# EXCERPT PROVIDED

+--

TimeOFF/Frank Wojciechowski
Dana and Ellen Charry have named one of the guest bedrooms the "Ten Commandments Room" because the shape of the windows is reminiscent of a tablet. The rounded-top windows, echoed on the exterior with similarly shaped shutters, are characteristics of Italianate architecture.


   "We picked out the colors," says Dr. Charry. "It all reflects my taste. We found some of the lighting fixtures and the seminary bought them." All the bathroom fixtures are new, some vintage, all the brass hardware has been polished, and the seminary landscaped the property last summer.
   On accepting the professorship, Dr. Charry selected 104 Mercer St. from the stock of available seminary housing, although she had to live in temporary quarters for the two years prior to Dr. Cassell’s retirement. Then it took a team of carpenters, painters, electricians and plumbers five-and-a-half months to complete the restoration. Even the kitchen, which had been redone for the Cassells, was further modernized with new stovetop and countertops, and the oak cupboards were refinished by hand. The seminary took care of storing the Charrys’ antique furnishings for the duration.

+--

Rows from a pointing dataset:

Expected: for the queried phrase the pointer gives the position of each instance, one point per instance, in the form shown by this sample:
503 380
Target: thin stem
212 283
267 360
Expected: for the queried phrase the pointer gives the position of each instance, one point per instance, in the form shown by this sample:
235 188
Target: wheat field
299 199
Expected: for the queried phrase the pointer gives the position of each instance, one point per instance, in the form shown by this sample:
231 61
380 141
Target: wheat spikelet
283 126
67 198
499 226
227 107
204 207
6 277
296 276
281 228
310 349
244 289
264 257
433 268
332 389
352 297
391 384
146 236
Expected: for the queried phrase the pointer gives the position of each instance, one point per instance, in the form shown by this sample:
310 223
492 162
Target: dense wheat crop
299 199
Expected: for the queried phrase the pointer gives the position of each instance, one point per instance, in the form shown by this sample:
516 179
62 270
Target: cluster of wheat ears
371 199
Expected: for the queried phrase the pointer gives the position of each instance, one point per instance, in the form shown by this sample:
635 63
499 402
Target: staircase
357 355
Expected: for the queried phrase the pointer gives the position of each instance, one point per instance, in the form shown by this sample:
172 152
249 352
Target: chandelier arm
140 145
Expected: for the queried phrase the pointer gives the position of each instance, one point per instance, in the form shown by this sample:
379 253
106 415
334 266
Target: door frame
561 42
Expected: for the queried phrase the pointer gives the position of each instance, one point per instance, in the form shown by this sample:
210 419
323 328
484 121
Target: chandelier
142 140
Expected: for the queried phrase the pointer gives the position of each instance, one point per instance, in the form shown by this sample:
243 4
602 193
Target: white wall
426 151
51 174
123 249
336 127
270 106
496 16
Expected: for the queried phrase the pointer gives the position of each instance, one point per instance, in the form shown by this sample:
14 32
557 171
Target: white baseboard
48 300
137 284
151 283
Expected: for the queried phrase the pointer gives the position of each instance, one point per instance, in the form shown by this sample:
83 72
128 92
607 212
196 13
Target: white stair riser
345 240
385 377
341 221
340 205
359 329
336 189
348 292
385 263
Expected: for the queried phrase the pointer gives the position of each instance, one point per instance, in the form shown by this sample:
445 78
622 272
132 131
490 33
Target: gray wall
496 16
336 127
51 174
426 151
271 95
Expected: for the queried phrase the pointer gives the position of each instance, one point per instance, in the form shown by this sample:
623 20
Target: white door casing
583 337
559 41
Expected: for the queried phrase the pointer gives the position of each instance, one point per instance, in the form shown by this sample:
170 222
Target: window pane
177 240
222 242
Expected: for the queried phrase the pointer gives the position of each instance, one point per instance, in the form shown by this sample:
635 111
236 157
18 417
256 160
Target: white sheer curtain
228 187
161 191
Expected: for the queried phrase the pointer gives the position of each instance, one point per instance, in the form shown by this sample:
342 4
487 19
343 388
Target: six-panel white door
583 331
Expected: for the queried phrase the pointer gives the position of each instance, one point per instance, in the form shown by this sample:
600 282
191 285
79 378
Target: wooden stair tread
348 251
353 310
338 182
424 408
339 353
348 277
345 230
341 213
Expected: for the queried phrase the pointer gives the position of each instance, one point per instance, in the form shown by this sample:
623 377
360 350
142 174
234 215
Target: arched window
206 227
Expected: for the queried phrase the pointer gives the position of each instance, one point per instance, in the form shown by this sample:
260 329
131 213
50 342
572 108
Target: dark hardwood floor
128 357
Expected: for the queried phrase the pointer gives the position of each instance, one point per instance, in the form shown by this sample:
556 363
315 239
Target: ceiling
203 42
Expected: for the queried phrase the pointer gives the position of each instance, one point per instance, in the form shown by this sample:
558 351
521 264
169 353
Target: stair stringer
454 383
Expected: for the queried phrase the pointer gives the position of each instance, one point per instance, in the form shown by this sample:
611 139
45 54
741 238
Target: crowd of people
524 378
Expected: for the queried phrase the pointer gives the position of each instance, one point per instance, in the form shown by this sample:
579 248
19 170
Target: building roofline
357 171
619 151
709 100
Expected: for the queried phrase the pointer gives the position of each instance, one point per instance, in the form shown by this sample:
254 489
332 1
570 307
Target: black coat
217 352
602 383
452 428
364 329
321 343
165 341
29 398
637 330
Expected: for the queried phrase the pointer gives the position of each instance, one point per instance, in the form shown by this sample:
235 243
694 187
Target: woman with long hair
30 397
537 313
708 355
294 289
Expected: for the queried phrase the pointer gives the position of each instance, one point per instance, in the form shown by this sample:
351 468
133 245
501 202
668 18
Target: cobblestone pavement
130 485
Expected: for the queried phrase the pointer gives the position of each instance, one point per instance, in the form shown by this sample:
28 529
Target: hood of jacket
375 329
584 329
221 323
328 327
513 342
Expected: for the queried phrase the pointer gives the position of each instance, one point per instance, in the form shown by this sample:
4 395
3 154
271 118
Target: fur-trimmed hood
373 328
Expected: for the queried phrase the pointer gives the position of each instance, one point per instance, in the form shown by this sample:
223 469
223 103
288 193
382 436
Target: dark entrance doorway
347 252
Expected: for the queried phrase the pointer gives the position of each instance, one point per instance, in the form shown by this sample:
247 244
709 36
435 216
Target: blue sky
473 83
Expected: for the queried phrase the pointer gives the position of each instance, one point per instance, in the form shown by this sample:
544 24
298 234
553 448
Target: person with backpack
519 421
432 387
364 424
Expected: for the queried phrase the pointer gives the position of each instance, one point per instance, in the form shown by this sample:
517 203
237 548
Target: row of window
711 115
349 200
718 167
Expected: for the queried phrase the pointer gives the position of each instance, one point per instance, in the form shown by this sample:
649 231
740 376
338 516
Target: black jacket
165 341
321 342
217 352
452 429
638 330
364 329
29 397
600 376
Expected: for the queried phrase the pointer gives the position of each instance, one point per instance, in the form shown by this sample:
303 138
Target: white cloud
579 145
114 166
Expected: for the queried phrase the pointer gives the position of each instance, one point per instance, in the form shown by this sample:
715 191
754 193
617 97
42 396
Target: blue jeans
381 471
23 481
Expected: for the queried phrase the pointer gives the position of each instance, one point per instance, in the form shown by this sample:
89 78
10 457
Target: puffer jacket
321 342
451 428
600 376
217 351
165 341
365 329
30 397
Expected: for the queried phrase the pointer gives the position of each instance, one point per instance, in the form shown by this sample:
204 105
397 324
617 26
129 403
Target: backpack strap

+--

# THE TASKS
• A. Reproduce the passage about the house restoration from "TimeOFF/Frank Wojciechowski" to "property last summer.", character for character.
• B. How many lines of the entries above contain the string "backpack", with case taken into account? Reply with the number alone.

# SOLUTIONS TO THE EXERCISE
• A.
TimeOFF/Frank Wojciechowski
Dana and Ellen Charry have named one of the guest bedrooms the "Ten Commandments Room" because the shape of the windows is reminiscent of a tablet. The rounded-top windows, echoed on the exterior with similarly shaped shutters, are characteristics of Italianate architecture.


   "We picked out the colors," says Dr. Charry. "It all reflects my taste. We found some of the lighting fixtures and the seminary bought them." All the bathroom fixtures are new, some vintage, all the brass hardware has been polished, and the seminary landscaped the property last summer.

• B. 2